- _DATA FOR THE TASK_
** BEGIN **
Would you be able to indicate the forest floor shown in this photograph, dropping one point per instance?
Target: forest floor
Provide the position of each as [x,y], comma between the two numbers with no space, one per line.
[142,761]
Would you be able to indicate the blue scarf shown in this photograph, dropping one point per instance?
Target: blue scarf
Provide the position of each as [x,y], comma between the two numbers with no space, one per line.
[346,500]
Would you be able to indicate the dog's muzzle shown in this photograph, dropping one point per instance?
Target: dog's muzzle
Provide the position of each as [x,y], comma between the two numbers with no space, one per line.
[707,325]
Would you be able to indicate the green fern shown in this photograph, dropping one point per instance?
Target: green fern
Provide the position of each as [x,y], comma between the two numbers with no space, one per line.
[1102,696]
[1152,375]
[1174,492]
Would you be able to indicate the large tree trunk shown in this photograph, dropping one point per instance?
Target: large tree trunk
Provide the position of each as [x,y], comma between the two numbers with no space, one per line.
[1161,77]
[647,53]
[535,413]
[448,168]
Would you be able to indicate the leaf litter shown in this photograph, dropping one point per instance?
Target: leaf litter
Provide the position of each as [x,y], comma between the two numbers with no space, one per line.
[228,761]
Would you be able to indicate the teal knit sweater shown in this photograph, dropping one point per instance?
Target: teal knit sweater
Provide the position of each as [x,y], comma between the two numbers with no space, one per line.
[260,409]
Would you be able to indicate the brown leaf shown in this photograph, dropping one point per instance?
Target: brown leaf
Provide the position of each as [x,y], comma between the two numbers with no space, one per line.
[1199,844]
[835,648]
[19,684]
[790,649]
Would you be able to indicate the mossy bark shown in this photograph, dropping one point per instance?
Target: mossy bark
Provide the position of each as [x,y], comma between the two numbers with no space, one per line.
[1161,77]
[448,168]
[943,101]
** END **
- _EXERCISE INSTRUCTIONS_
Reproduce all of the items above verbatim, preserving every character and line break.

- _OUTPUT OF THE EXERCISE_
Would you be able to indicate the forest floor shown in this photograph, dropping one point per instance?
Target: forest floor
Provide the position of each as [x,y], comma between the two numbers with no space, one per line.
[142,761]
Would you be able to indicate the blue scarf shown in this photograph, dropping one point per instance?
Target: blue scarf
Provide the position of each as [x,y], comma between the two numbers with no space, one per line.
[346,500]
Would you be able to indicate the dog's muzzle shown in this photograph, dropping one point per instance?
Target: dog's muzzle
Provide the position of each as [x,y], comma between the two numbers with no space, one per line.
[707,325]
Would you be able to indicate the green fern shown in this photograph, dropping one point per instance?
Target: green fern
Provide the position of each as [x,y], comma between the two numbers with no space, one per line.
[1102,696]
[1152,375]
[1174,492]
Would you be able to indicate the large tree trunk shown in this photograph, dropping one point per instance?
Target: large tree trunk
Provide the position of each as [x,y], comma between the two numbers with no space, one per line.
[1161,77]
[647,53]
[535,413]
[448,168]
Would you be able to indicate the leaf litter shown in this photograph, dropping one point per instance?
Target: leaf litter
Provide the position of each as [x,y], comma between the two numbers with no space, one per line.
[228,761]
Would you be able to indicate the teal knit sweater shown in this photograph, dropping one point per instance?
Target: teal knit sweater
Provide the position of each as [x,y], comma between the two numbers with no space, one per line.
[260,409]
Would you be able to indicate the brown leaf shown in this photograph, dropping one point per instance?
Target: brown leaf
Provide the position of each as [x,y], comma between the two numbers with no space, one per line.
[1199,844]
[835,648]
[19,684]
[790,649]
Would you be able to indicate the mossy bark shown in this photograph, dropping one point per instance?
Target: mossy bark
Provide the position of each as [x,y], comma between the two numbers with no space, one per line.
[1161,77]
[448,168]
[943,101]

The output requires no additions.